Exercise passage
= Blinn–Phong reflection model =

Shading algorithm in computer graphics

The Blinn–Phong reflection model, also called the modified Phong reflection model, is a modification developed by Jim Blinn to the Phong reflection model in 1977.

Blinn–Phong is a shading model used in OpenGL and Direct3D's fixed-function pipeline (before Direct3D 10 and OpenGL 3.1), and is carried out on each vertex as it passes down the graphics pipeline; pixel values between vertices are interpolated by Gouraud shading by default, rather than the more computationally-expensive Phong shading.

==Description==

Vectors for calculating Phong and Blinn–Phong shading

In Phong shading, one must continually recalculate the dot product $R \cdot V$ between a viewer (V) and the beam from a light-source (L) reflected (R) on a surface.

Given entries
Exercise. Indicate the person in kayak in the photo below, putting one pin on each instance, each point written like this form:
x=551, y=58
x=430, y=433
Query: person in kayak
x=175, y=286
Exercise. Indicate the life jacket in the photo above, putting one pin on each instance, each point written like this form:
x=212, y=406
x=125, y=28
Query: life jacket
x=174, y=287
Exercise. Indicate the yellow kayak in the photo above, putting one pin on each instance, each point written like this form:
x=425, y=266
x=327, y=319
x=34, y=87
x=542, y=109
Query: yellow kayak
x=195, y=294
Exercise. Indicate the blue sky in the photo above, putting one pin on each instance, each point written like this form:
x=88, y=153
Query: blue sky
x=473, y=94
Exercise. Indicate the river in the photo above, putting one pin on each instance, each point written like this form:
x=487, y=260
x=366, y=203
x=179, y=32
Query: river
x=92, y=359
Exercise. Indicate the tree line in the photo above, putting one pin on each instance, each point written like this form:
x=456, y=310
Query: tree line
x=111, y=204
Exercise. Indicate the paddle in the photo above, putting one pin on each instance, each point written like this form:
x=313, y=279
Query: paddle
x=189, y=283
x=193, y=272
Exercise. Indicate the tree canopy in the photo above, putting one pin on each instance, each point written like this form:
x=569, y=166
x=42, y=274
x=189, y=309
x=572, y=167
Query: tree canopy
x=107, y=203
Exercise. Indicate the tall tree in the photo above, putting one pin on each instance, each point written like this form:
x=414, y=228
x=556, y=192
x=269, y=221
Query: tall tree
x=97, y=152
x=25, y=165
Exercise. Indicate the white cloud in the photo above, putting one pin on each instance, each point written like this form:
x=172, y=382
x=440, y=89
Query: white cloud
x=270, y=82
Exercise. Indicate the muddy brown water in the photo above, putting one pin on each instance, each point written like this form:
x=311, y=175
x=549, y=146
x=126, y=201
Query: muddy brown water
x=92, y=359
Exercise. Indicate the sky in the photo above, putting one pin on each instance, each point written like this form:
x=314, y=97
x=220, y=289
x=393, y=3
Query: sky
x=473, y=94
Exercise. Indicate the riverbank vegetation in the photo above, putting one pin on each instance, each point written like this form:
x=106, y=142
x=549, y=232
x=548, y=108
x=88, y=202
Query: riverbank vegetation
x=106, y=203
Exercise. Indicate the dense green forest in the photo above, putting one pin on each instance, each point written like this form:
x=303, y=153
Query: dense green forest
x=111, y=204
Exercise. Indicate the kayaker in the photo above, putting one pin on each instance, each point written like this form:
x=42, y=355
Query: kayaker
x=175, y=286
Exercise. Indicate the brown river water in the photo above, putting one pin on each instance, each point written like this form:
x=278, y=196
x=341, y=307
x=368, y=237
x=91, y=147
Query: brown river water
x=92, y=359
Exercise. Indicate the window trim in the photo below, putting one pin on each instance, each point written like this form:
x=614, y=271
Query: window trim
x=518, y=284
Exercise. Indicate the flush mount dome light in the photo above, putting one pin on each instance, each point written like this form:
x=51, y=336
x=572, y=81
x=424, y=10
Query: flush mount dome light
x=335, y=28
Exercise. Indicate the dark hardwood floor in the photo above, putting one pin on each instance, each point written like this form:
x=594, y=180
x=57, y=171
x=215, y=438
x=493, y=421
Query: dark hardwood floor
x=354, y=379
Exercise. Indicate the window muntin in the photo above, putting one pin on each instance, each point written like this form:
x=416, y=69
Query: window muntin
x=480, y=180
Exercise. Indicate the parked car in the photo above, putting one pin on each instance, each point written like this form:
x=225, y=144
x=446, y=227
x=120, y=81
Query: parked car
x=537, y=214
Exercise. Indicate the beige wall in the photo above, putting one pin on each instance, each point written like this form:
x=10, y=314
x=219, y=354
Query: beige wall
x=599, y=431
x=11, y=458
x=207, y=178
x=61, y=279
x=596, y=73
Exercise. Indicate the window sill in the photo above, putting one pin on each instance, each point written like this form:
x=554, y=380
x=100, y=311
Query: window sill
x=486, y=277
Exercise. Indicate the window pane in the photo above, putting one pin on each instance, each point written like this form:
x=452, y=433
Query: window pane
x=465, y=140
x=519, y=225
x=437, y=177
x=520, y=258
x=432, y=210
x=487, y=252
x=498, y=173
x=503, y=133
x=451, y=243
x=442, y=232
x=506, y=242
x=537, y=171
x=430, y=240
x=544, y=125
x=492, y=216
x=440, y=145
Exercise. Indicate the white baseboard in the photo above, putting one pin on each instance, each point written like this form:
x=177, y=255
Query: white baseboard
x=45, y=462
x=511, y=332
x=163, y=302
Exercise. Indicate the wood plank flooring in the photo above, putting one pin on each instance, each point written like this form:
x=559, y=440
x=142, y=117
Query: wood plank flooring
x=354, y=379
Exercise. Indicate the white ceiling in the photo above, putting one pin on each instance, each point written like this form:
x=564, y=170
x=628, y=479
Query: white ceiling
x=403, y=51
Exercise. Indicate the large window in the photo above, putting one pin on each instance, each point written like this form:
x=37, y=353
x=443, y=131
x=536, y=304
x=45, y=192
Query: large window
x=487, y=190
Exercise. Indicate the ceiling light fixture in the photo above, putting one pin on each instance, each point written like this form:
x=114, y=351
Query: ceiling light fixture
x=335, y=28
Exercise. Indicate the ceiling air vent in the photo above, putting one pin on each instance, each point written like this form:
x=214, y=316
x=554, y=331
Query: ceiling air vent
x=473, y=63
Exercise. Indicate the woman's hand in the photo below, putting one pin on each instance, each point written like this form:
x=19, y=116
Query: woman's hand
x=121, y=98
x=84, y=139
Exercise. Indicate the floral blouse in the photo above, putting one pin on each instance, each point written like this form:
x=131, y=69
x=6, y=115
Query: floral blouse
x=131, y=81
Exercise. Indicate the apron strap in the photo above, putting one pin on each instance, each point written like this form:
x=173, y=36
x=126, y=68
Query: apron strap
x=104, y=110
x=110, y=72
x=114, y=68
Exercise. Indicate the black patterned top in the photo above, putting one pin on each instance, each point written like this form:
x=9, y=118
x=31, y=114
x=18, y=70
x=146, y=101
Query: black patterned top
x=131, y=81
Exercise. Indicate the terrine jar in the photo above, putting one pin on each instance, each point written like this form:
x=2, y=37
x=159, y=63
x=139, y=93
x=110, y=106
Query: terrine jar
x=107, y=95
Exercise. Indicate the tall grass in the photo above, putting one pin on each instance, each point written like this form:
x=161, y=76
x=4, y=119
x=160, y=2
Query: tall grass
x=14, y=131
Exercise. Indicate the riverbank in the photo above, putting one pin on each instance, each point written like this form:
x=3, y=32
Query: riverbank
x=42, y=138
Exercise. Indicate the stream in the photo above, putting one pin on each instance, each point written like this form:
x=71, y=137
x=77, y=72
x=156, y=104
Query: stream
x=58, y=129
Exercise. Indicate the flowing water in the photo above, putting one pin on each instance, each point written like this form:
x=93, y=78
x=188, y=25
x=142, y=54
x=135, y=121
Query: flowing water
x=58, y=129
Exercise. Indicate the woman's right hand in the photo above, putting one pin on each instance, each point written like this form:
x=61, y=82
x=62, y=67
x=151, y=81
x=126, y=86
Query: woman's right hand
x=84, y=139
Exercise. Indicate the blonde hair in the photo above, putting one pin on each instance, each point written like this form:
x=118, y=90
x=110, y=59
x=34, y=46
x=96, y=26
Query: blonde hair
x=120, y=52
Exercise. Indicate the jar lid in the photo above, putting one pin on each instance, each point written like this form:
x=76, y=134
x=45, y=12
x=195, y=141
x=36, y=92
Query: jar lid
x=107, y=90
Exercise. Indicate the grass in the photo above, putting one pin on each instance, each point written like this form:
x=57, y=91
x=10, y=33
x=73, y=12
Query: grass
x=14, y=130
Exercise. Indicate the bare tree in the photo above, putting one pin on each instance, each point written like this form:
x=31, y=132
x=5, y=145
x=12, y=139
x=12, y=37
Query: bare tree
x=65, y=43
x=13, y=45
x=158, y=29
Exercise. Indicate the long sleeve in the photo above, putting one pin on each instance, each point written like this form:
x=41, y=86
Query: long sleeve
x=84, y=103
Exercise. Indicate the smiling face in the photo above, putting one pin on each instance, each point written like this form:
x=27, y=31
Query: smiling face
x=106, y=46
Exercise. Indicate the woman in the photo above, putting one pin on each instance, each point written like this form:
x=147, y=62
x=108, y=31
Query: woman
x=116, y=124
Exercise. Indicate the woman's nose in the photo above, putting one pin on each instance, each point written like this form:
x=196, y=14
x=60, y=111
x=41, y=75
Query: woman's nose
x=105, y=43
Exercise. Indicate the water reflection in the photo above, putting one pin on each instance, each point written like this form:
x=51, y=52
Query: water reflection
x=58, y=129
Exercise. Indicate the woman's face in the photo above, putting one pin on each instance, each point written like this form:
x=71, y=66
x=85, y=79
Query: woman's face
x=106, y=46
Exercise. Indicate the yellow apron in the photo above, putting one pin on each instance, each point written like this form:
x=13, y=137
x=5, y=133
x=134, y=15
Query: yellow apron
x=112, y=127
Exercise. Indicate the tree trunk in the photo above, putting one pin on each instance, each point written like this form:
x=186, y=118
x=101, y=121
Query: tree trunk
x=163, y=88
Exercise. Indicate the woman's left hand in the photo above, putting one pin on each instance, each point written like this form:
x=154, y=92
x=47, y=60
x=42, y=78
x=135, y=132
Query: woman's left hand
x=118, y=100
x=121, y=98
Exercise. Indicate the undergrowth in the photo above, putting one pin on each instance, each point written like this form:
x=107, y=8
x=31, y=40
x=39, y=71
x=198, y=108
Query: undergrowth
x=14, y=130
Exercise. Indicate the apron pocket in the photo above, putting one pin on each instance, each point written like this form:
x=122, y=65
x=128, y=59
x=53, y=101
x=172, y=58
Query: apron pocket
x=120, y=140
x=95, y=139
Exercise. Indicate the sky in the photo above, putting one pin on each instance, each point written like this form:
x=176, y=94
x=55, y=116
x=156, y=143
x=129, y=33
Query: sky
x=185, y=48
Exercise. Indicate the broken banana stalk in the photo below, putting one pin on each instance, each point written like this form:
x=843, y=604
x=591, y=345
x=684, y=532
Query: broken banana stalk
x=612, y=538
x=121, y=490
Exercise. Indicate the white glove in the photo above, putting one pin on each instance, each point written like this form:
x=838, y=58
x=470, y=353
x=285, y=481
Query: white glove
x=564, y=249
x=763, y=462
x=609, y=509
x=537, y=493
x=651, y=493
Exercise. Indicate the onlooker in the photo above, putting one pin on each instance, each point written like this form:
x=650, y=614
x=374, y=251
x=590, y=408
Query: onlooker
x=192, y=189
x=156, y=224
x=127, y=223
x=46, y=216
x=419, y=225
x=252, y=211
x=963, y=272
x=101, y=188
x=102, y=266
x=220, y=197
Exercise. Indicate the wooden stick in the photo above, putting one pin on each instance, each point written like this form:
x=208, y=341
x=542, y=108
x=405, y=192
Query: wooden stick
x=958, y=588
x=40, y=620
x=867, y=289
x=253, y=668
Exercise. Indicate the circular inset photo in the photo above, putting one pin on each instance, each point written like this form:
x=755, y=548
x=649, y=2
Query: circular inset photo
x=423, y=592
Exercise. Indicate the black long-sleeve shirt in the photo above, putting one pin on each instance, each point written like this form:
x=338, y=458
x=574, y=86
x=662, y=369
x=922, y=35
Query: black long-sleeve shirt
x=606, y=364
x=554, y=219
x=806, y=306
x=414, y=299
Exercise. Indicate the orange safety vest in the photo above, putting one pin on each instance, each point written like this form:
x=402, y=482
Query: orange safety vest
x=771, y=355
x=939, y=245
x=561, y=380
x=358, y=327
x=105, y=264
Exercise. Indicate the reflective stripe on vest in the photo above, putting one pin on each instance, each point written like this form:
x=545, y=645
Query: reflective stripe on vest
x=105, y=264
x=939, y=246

Using the information
1. In the Blinn–Phong article, who developed the modification to the Phong reflection model?
2. List every vector that the Blinn–Phong article labels with a single letter, giving each letter with what it stands for.
3. Return everything in the Blinn–Phong article from "Vectors for calculating" down to "on a surface.".
Answer from the text alone.

Exercise responses
1. Jim Blinn

2.
V: a viewer
L: the beam from a light-source
R: reflected (the light beam reflected on a surface)

3.
Vectors for calculating Phong and Blinn–Phong shading

In Phong shading, one must continually recalculate the dot product $R \cdot V$ between a viewer (V) and the beam from a light-source (L) reflected (R) on a surface.